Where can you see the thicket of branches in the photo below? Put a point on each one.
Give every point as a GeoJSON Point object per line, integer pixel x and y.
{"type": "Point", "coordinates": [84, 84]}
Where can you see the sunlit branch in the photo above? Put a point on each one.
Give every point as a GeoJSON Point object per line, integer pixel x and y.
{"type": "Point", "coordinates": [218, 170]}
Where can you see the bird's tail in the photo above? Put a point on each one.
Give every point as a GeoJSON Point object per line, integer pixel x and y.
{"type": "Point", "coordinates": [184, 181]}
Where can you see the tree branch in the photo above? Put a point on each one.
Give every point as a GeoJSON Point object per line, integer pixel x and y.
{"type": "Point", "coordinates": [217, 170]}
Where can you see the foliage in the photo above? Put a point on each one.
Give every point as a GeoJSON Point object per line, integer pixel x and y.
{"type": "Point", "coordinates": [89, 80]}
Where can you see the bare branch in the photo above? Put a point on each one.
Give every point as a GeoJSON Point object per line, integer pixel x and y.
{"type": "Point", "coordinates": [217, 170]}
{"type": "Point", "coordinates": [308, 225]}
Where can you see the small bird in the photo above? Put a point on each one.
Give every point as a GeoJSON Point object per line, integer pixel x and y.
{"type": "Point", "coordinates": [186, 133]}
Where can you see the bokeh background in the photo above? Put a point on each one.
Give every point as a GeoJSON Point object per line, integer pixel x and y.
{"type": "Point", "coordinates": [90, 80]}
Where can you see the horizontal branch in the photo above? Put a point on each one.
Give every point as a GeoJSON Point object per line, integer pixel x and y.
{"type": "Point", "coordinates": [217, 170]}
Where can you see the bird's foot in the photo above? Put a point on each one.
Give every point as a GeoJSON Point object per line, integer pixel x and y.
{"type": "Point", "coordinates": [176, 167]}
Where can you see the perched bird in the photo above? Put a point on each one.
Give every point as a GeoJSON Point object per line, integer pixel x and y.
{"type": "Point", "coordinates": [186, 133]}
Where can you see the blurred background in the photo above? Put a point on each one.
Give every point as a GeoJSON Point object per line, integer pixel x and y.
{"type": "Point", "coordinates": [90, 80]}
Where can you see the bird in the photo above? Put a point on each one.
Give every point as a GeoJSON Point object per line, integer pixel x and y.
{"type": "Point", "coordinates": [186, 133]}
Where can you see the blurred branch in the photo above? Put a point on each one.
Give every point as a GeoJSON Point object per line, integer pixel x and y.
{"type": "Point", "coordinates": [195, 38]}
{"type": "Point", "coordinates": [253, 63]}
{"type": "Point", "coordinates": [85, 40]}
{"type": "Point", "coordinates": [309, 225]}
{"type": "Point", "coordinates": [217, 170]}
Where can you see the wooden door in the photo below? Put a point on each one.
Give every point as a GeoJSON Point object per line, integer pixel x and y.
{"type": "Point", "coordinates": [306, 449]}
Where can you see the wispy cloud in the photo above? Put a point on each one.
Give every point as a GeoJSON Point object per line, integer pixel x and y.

* * *

INSTRUCTIONS FOR THE TASK - Find all the lines containing "background" in the material, then copy them.

SOLUTION TO THIS TASK -
Where can you see the bokeh background in the photo above? Put a point on each one.
Where can you see the blurred background in the photo above? Put a point on each one.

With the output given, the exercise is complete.